▶ **EXERCISE INSTRUCTIONS**: Please count the lines in the items below that contain the string "metal", and reply with only that number.

▶ **RECORD LIST**:
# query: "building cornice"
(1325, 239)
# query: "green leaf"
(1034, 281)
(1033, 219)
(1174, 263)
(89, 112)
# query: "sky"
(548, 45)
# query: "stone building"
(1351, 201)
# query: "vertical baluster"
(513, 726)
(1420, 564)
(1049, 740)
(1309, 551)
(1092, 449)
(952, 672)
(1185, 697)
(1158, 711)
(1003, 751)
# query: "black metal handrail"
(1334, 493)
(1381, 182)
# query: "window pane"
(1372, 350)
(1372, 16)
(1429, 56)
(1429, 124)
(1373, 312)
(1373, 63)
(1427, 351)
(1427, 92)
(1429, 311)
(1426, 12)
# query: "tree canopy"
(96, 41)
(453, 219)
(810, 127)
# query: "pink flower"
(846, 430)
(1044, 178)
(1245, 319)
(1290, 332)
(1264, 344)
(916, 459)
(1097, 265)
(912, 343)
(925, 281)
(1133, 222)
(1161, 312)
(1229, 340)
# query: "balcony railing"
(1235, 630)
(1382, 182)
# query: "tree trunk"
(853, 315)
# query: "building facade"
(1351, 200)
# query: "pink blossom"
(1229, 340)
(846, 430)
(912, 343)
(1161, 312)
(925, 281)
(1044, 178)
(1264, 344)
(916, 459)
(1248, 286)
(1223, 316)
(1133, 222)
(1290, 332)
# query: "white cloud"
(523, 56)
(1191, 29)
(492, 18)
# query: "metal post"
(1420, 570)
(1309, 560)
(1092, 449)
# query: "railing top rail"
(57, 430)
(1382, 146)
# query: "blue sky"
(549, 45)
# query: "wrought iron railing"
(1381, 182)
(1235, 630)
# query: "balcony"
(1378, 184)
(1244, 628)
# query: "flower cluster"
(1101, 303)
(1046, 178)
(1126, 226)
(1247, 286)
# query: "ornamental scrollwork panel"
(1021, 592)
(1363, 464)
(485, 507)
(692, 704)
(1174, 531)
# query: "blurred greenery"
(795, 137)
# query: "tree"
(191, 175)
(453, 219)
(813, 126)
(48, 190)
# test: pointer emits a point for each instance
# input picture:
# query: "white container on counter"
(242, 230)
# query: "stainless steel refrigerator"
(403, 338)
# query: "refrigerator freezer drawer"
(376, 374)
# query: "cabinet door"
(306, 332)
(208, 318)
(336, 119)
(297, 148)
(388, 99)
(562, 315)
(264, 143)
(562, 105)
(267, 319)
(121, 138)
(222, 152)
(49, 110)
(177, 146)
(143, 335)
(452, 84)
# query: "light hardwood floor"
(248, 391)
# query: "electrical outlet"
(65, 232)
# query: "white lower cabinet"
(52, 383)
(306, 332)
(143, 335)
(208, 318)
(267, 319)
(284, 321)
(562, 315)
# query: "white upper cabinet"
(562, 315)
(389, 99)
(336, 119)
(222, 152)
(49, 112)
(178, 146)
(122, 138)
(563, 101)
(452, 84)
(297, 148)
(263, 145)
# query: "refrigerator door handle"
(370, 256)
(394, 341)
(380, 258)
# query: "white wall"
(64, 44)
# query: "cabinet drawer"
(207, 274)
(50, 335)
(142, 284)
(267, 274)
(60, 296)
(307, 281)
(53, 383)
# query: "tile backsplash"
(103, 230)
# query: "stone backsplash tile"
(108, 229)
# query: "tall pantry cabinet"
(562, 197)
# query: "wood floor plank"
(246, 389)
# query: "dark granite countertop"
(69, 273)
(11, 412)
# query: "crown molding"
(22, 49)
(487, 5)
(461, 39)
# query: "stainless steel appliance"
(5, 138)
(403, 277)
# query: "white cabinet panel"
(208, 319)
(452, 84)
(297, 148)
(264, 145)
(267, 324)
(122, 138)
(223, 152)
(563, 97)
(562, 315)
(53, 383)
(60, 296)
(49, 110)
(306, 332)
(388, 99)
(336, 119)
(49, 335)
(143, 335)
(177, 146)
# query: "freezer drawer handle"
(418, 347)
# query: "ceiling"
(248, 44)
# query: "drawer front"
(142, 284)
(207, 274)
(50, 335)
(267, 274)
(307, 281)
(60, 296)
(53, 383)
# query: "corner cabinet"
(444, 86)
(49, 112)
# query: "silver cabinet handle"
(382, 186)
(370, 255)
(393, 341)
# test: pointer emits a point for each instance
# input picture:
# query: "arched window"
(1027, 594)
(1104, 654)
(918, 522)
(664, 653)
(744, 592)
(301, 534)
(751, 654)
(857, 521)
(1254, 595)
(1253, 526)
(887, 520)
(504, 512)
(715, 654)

---

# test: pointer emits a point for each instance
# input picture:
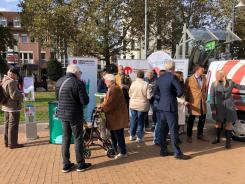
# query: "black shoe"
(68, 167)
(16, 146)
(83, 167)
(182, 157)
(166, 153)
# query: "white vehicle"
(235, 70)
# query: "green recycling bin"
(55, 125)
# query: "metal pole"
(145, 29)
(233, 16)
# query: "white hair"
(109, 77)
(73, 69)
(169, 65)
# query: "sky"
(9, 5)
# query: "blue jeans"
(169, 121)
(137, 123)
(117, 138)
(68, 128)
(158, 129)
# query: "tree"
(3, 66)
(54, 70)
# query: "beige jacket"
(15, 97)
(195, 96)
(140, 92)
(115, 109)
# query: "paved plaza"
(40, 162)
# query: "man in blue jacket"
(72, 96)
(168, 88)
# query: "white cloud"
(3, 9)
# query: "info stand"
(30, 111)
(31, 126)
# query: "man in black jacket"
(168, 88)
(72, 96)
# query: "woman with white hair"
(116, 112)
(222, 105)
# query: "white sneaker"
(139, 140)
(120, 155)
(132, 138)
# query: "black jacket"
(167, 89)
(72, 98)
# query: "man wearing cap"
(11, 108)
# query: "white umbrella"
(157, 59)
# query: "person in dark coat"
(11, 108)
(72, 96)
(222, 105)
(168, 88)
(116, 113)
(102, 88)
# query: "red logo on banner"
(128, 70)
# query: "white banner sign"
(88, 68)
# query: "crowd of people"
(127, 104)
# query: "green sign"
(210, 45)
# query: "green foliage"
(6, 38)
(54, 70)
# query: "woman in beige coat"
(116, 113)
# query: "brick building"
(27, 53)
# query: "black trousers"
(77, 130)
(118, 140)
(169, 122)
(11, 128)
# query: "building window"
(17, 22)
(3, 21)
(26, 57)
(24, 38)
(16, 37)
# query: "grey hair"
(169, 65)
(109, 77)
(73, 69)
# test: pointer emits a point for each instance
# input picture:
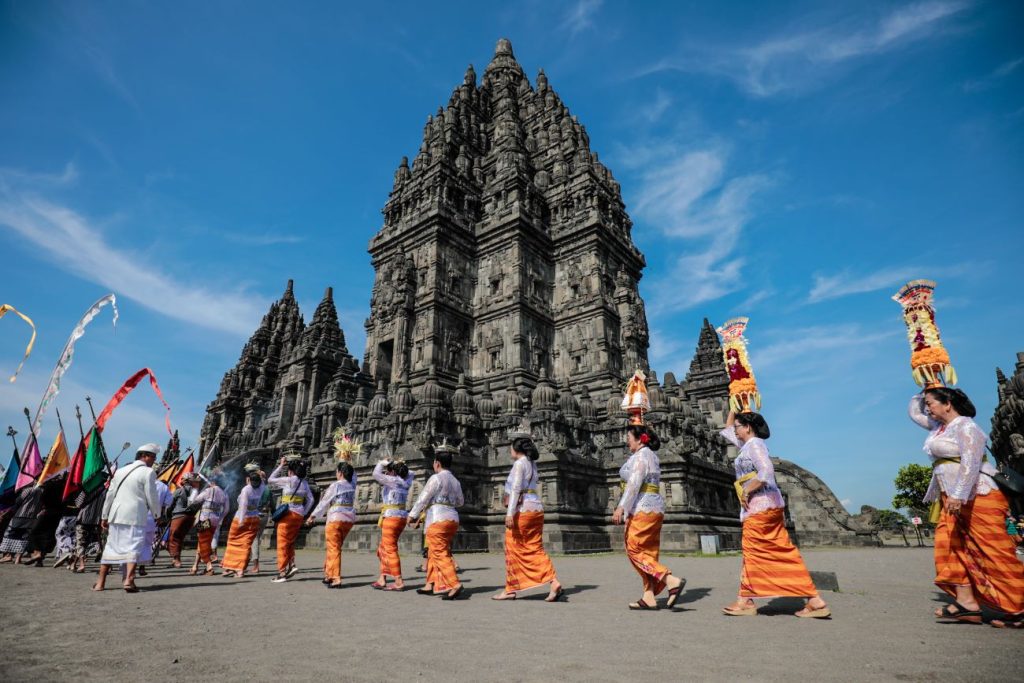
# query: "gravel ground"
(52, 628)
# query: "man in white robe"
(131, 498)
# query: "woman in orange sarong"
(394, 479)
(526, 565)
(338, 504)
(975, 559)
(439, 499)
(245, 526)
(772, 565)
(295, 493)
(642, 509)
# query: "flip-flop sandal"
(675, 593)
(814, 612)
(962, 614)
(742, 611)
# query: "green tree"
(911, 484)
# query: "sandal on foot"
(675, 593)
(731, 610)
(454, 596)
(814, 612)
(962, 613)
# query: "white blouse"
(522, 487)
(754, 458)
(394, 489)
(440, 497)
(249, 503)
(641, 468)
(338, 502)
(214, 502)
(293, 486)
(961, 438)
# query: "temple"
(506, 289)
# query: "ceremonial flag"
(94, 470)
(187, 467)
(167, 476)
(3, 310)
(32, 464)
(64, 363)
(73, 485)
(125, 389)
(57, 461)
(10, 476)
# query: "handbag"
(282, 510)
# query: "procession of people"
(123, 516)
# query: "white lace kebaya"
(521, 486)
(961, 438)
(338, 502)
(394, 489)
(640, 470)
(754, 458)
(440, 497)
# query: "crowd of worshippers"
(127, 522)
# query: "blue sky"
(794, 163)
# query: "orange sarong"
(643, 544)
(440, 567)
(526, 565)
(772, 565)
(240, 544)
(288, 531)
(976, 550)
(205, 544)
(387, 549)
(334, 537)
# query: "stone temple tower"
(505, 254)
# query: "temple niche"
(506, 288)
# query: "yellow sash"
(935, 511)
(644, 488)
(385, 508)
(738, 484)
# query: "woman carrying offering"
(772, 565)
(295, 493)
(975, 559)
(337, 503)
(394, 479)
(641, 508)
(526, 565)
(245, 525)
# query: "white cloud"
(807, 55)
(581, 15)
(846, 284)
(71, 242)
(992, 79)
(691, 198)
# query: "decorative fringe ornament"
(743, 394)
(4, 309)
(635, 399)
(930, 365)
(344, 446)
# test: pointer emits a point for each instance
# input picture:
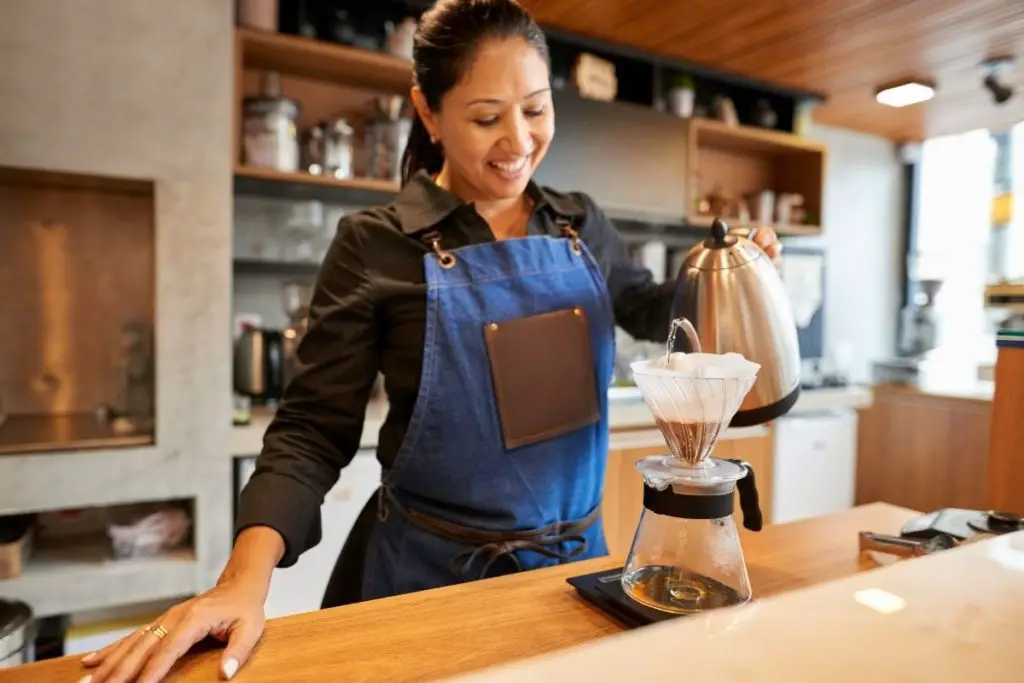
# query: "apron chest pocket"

▶ **OUTPUT FOR THIS EXERCISE**: 3